Background Obinutuzumab is an anti-CD20 monoclonal antibody approved in combination with chlorambucil for patients with chronic lymphocytic leukaemia (CLL) and comorbidities, making them unsuitable for full-dose fludarabine-based therapy.
Purpose To analyse the safety and effectiveness of obinutuzumab combined with chlorambucil as first-line treatment in our hospital.
Material and methods Observational, retrospective, descriptive study. Inclusion criteria: adults (>18 years) that initiate treatment with obinutuzumab-chlorambucil. Study period: January 2017 to September 2018. Demographic variables: gender, age; clinical variables: diagnose and cumulative illness rating scale (CIRS); and therapy-related: adverse events and suspension. Safety was evaluated in all patients that received at least one obinutuzumab dose by analysing adverse events (AE) from clinical records, treatment delays and/or concomitant medication required. AE are classified following the 5.0 version of National Institute Cancer: Common Terminology Criteria for Adverse Events. Effectiveness was evaluated following International Workshop CLL; Halleck 2008 criteria a minimum of 3 months after the end of treatment.

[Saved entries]
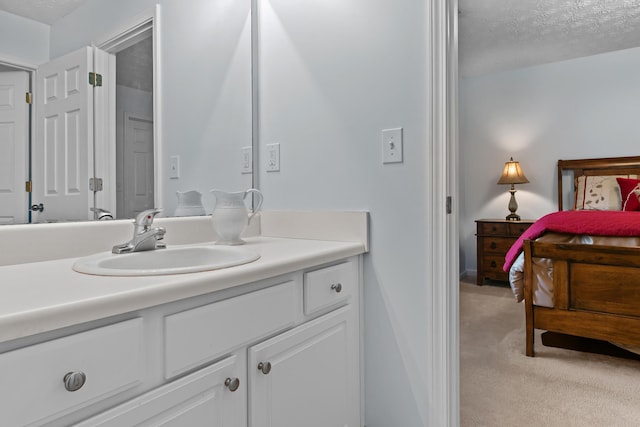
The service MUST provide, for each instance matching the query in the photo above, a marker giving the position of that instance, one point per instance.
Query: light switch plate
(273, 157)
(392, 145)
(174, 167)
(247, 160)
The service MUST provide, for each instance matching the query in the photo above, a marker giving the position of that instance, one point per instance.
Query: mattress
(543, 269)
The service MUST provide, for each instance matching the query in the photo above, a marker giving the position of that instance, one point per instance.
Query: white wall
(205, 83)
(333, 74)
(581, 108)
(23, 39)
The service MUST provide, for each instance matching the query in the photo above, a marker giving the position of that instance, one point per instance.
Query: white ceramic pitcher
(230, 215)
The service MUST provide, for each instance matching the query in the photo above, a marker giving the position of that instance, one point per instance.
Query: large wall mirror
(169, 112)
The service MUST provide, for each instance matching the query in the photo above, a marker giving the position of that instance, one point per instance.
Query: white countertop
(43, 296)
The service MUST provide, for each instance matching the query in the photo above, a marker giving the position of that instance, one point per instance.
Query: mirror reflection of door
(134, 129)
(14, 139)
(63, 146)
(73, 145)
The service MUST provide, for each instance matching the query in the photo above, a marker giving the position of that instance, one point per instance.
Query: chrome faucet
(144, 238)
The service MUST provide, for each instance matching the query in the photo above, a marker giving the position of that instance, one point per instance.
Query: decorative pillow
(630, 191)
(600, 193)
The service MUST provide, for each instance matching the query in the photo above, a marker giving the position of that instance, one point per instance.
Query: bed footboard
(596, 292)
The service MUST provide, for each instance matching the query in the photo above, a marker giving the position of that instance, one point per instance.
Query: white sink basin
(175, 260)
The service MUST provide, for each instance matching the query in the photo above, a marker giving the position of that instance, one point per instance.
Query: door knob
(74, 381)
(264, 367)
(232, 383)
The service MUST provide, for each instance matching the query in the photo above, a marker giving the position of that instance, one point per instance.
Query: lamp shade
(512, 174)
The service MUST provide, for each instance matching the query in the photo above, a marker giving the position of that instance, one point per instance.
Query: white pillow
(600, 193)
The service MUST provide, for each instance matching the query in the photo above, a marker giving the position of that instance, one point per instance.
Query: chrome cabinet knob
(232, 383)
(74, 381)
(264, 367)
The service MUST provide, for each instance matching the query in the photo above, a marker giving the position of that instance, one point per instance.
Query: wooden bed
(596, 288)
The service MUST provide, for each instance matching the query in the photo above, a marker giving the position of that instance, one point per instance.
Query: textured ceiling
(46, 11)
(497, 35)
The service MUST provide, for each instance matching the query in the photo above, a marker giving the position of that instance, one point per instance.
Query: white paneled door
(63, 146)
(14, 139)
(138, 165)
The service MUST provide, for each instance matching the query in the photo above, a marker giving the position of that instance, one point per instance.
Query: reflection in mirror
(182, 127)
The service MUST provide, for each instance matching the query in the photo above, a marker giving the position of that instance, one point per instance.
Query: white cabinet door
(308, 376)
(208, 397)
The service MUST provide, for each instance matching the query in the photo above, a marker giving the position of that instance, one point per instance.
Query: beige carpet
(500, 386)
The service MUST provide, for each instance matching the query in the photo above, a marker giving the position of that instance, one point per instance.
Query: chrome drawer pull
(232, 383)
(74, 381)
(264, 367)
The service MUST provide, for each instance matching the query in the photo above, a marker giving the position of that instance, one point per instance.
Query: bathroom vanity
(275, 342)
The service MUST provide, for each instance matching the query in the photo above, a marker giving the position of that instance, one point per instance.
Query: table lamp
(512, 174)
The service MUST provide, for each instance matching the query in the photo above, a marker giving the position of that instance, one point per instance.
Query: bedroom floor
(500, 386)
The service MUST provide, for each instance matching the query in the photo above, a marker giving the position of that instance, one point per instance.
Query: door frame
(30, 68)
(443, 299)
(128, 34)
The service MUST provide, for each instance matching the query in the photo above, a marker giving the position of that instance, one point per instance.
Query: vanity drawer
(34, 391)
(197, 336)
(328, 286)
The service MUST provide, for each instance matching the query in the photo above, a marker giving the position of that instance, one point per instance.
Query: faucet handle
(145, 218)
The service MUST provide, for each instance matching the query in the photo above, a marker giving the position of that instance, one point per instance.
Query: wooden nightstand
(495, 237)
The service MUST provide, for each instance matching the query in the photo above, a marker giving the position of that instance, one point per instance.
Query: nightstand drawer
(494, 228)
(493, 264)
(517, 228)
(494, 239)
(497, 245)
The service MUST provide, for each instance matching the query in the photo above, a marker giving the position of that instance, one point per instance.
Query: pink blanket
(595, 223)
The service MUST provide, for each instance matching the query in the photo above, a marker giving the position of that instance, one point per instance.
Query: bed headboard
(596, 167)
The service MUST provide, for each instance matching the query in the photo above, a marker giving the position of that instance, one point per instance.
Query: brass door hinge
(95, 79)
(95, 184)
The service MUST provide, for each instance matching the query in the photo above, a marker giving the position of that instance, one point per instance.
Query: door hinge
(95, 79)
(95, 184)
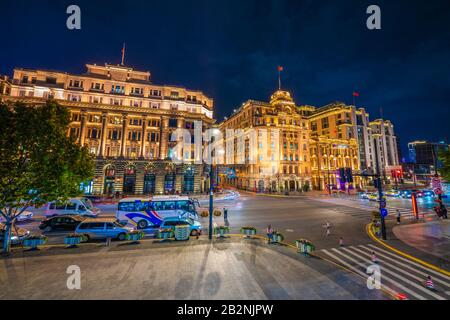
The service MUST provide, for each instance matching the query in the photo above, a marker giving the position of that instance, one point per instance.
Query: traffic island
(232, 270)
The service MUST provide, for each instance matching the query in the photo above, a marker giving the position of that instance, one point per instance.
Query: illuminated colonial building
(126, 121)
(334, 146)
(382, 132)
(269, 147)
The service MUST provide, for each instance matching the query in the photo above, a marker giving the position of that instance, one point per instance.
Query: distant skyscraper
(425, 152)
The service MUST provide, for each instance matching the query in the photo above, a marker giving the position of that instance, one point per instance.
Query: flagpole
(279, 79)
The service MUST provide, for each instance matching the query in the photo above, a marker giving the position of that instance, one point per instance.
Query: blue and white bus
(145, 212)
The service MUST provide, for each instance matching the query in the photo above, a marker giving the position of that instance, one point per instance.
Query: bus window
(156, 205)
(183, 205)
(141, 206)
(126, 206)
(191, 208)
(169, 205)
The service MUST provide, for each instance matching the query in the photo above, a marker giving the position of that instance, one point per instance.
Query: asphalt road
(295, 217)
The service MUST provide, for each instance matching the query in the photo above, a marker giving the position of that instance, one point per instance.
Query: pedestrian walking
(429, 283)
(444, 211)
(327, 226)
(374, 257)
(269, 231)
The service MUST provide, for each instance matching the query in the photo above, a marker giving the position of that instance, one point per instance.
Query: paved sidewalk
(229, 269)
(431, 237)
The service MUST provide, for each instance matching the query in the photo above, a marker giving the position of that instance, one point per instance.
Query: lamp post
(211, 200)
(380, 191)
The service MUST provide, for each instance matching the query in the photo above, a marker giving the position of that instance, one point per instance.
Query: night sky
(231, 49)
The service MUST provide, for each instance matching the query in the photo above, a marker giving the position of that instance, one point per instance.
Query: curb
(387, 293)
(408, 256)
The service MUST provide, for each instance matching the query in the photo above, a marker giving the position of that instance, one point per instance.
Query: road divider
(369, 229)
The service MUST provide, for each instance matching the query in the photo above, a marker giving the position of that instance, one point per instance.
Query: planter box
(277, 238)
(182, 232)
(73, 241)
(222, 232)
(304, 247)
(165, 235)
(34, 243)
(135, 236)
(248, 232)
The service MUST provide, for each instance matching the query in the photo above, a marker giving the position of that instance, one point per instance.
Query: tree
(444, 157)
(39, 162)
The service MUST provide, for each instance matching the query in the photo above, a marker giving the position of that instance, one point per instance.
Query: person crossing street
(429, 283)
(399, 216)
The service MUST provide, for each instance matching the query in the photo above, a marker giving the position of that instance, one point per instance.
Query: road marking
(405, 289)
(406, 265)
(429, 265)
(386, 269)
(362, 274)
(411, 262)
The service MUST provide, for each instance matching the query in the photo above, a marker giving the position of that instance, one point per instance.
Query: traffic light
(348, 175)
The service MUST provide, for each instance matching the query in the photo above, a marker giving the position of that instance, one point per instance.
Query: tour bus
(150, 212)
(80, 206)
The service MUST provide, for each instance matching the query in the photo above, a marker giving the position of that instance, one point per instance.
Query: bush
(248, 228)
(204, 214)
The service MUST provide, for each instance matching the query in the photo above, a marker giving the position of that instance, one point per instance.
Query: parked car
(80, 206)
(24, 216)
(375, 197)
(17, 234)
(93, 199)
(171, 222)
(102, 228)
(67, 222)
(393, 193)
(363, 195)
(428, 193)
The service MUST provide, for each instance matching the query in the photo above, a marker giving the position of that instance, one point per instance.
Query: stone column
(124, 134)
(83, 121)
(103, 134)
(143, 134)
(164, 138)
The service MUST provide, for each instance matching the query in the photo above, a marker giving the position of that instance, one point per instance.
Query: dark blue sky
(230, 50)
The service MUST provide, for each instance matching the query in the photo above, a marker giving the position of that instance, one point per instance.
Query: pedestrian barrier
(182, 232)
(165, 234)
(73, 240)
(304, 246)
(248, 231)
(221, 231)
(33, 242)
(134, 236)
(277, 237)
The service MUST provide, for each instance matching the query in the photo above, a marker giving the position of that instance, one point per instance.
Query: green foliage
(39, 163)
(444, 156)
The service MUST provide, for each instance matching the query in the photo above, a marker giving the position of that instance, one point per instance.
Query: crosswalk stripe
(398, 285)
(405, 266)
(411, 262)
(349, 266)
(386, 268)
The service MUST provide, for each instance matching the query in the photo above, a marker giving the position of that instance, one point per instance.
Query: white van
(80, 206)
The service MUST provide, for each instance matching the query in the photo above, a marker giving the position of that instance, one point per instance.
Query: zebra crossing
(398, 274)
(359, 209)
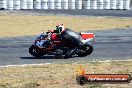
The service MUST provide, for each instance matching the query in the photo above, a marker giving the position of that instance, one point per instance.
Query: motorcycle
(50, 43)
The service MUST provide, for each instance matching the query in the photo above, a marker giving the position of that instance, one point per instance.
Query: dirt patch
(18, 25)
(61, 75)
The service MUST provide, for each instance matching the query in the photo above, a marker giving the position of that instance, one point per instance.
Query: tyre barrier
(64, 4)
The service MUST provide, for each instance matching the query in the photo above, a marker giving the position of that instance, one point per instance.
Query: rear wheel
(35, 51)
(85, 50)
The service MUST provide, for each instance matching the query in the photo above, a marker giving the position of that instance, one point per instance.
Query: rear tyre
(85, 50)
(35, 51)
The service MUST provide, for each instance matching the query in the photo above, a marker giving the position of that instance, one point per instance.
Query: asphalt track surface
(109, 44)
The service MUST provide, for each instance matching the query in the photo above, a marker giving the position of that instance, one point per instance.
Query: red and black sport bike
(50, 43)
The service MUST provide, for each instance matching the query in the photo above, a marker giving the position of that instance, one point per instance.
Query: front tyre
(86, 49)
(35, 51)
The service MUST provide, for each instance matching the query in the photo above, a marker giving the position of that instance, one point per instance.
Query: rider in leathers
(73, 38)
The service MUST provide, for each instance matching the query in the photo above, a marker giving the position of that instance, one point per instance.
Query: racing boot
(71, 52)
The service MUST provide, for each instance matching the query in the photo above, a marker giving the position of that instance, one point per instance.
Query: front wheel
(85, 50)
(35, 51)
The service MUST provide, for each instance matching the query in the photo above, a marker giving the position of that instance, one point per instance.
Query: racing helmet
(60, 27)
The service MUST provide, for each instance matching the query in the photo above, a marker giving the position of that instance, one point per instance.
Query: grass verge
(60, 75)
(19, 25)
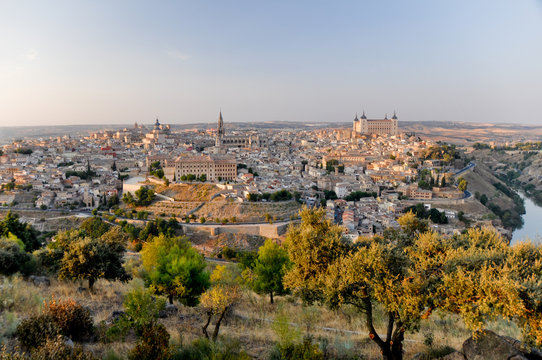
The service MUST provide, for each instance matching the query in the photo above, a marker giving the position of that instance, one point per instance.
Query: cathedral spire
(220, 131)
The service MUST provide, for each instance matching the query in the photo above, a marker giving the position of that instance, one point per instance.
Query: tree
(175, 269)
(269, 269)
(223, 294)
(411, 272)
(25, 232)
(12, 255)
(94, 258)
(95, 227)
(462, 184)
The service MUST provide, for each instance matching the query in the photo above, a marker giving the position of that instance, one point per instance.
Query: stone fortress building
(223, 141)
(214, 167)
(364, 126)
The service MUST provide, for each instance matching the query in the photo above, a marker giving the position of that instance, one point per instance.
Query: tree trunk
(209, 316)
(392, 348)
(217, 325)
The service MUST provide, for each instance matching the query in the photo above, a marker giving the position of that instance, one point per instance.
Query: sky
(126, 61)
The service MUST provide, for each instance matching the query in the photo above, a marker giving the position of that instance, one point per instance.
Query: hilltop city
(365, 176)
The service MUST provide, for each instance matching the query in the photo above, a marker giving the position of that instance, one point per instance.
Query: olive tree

## Problem to work on
Answer these questions from the text on obinutuzumab:
(a) Obinutuzumab is approved in combination with which drug?
(b) What was the study period?
(c) Which version of the Common Terminology Criteria for Adverse Events was used to classify adverse events?
The records have no connection to the text on obinutuzumab.

## Result of the task
(a) Chlorambucil
(b) January 2017 to September 2018
(c) Version 5.0